Stored data entries:
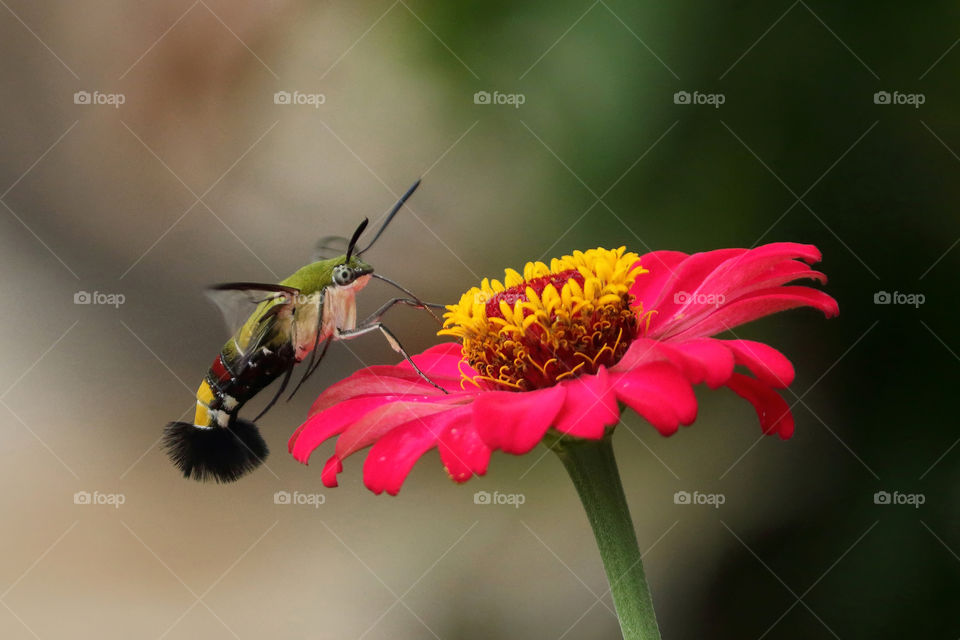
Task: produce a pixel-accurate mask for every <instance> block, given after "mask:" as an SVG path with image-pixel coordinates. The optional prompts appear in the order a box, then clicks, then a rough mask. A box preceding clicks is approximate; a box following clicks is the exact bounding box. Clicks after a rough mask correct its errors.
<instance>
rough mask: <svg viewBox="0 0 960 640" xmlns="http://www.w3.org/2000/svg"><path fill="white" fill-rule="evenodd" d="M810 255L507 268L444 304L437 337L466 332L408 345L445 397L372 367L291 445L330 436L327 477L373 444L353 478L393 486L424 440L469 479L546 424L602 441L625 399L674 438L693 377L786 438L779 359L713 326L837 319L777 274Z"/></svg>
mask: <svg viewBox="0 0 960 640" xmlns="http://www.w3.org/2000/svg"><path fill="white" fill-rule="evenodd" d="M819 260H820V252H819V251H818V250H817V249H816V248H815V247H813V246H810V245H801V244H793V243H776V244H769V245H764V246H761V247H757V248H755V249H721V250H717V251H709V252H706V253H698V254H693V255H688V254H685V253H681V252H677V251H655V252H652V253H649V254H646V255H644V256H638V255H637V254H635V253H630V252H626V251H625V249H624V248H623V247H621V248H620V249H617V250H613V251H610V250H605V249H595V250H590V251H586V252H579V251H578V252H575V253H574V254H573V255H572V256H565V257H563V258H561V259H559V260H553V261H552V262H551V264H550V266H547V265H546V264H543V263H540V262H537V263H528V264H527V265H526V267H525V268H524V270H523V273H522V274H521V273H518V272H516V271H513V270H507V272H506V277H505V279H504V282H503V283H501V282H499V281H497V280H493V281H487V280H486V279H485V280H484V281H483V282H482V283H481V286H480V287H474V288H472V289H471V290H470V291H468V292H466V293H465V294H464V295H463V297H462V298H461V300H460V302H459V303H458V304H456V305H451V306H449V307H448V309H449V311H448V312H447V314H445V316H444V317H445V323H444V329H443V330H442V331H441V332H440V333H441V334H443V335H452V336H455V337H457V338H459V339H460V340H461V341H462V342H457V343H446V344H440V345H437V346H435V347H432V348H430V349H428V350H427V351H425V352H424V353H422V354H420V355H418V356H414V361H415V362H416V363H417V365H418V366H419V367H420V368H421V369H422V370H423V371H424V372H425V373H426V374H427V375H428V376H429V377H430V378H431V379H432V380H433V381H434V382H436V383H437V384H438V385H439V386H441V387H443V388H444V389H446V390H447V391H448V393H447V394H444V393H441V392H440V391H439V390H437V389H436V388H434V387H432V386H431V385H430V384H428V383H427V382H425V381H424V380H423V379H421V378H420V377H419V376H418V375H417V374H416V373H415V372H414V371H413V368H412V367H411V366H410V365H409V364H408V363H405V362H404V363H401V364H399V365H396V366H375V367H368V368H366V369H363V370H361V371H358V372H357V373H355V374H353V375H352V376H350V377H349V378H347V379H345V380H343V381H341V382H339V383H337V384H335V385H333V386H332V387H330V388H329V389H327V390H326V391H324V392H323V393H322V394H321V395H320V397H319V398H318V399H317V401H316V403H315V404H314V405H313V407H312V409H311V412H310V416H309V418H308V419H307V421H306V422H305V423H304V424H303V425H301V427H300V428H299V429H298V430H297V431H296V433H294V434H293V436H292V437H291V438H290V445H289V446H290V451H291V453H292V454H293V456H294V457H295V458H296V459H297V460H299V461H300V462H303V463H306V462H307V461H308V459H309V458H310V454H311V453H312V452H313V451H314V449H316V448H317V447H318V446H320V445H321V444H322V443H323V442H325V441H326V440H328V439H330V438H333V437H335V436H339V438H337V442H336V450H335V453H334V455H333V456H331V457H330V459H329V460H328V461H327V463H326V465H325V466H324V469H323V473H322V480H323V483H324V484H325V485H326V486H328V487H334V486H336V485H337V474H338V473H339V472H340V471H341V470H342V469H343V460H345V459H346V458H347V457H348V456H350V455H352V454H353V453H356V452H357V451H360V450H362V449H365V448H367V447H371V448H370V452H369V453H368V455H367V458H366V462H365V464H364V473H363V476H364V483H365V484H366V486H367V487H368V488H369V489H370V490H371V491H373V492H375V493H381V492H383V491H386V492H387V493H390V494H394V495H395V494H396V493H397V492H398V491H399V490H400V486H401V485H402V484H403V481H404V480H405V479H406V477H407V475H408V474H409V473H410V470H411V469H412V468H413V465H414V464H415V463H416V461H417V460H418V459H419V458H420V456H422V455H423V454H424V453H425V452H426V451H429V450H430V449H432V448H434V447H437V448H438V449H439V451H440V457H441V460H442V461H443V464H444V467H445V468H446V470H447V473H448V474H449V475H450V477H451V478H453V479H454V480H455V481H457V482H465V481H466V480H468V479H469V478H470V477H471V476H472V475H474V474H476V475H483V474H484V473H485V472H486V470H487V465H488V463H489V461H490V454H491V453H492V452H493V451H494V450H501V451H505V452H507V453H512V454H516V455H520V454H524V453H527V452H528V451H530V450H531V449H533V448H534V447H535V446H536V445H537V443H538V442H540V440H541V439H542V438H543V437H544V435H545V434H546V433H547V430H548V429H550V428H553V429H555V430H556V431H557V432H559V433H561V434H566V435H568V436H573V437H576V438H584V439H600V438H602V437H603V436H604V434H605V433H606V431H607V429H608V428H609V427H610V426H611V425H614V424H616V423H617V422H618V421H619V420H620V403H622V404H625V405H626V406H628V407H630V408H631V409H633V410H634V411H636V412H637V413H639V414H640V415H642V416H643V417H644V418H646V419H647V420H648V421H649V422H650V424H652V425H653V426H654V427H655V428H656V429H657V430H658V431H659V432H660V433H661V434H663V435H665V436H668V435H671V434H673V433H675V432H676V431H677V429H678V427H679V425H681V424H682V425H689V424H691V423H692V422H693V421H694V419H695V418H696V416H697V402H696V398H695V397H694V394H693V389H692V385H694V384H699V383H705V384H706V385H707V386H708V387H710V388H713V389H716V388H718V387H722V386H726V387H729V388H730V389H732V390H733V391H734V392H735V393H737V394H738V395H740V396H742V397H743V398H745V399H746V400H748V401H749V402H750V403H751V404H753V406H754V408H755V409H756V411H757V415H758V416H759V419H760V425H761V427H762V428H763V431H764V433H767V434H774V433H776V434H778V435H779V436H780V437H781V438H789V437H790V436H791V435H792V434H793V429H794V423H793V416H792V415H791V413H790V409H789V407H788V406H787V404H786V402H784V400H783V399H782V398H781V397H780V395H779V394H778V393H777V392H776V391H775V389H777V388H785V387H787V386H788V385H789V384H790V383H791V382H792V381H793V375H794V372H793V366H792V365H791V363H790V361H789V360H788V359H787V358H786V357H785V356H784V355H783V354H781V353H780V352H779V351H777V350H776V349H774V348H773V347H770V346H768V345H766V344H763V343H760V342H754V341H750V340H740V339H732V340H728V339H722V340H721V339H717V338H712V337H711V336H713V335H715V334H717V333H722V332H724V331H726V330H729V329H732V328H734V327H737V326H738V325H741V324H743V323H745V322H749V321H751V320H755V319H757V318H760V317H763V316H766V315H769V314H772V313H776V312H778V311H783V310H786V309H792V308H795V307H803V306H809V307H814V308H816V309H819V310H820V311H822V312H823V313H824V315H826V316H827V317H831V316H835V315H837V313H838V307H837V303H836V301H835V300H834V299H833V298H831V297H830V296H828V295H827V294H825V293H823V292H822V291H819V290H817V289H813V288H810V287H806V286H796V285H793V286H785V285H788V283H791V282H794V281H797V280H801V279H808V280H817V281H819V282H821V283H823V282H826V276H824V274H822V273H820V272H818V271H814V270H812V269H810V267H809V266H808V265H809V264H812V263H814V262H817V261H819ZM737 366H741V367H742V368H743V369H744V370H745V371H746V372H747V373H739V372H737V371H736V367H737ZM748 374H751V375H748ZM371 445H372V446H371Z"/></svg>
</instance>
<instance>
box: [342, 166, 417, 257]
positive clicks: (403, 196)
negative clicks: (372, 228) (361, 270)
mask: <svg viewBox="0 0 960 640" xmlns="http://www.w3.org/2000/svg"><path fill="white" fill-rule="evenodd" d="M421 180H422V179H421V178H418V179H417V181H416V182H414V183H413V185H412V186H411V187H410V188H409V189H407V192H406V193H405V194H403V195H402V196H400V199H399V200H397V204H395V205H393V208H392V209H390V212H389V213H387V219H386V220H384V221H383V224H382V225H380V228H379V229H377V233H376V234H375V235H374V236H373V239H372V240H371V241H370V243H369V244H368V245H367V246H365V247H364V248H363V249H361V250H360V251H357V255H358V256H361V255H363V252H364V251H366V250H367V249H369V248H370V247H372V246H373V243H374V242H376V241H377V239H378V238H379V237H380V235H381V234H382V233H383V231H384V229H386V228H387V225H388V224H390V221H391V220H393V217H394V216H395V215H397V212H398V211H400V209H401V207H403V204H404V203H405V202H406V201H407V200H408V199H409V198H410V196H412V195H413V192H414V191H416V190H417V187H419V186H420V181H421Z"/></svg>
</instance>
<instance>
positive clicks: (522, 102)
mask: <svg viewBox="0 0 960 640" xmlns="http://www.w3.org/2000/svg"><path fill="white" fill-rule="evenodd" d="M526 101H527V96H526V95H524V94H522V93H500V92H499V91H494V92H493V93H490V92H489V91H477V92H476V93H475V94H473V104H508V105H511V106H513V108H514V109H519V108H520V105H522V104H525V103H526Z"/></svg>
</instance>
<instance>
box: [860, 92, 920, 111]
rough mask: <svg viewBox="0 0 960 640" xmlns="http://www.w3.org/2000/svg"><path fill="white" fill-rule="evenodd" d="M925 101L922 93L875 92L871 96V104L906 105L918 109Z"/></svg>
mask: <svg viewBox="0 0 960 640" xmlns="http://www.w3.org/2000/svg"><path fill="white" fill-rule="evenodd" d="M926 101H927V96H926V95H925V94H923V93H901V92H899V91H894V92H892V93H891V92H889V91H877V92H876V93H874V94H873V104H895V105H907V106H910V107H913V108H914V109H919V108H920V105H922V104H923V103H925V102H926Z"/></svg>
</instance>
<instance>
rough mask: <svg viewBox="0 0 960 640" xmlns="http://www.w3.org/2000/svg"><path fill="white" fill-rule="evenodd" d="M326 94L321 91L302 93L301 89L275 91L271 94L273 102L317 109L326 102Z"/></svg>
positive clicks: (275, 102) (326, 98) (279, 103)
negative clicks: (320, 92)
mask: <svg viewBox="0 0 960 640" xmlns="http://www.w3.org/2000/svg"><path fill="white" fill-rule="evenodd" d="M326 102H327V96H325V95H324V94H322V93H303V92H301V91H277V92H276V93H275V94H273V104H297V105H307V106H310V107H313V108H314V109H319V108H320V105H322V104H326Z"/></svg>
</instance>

[Exercise]
Output the lines of the records above exactly as they appear, from the line containing "94L321 91L302 93L301" through the line containing "positive clicks: (275, 102)".

[Answer box]
rough mask: <svg viewBox="0 0 960 640" xmlns="http://www.w3.org/2000/svg"><path fill="white" fill-rule="evenodd" d="M326 94L321 91L302 93L301 89L275 91L271 94L273 102L317 109L326 102Z"/></svg>
positive clicks: (275, 102) (326, 98) (279, 103)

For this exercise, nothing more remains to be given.